> [Requirement] Please copy the records again, starting with the line with "Indicate the camera" and going on through the last line of the records, and replace every "shelf-audit tool" with "inventory tool" while leaving everything else unchanged.

**** Supplied data

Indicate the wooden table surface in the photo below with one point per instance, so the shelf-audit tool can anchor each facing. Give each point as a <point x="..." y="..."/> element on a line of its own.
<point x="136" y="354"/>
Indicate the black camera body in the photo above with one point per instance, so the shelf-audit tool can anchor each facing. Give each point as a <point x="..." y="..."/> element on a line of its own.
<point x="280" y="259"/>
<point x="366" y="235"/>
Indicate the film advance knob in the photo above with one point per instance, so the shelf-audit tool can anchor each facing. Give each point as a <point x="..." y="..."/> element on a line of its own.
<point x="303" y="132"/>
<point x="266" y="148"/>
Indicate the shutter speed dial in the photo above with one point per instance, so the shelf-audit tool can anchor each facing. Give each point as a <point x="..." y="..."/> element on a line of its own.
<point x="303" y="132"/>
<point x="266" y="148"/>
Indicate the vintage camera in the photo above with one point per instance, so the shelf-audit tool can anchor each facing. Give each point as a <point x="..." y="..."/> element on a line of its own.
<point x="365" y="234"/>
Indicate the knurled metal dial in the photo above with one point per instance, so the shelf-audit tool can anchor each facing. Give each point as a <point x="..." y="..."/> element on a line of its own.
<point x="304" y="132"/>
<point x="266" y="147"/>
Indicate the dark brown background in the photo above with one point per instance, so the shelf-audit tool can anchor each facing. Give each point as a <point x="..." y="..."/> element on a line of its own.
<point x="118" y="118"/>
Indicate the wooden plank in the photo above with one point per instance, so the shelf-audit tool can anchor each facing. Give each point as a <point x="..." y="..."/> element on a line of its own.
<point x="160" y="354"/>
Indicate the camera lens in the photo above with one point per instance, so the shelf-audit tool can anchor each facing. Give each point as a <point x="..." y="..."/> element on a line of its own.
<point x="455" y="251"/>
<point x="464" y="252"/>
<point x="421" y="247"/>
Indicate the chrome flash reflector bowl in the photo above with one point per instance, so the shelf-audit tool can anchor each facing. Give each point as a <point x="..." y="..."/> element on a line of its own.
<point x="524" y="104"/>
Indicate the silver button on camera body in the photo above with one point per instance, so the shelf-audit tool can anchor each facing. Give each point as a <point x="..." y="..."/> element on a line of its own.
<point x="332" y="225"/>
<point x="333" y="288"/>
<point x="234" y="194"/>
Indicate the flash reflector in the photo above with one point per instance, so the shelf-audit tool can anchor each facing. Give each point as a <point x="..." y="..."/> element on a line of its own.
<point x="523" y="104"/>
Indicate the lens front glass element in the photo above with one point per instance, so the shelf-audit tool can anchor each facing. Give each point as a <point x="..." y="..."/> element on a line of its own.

********

> [Result]
Indicate the camera lens in the photo above with one point per instance, so the inventory tool can anchor each facing. Give each point as a <point x="..." y="..."/> element on a line of its own.
<point x="455" y="251"/>
<point x="464" y="252"/>
<point x="421" y="247"/>
Indicate the chrome flash reflector bowl in the photo above with one point per instance, so the inventory tool can anchor each facing. Give each point as a <point x="..." y="..."/> element on a line of its own.
<point x="524" y="104"/>
Indicate the silver button on camera body in the photo above with one point per instance, so the inventory tool can anchor each facing. Give each point as a <point x="..." y="..."/> element on a line of its own.
<point x="332" y="225"/>
<point x="333" y="288"/>
<point x="234" y="194"/>
Indicate the flash reflector in the photo above with one point per instance, so the inventory tool can anchor each facing. Give each point as a <point x="..." y="..."/> element on a line of its own.
<point x="523" y="104"/>
Indicate the lens front glass element in the photo above with one point per instance, so the inventory tool can anchor each facing. Give each point as a <point x="..." y="..."/> element on a line of its own.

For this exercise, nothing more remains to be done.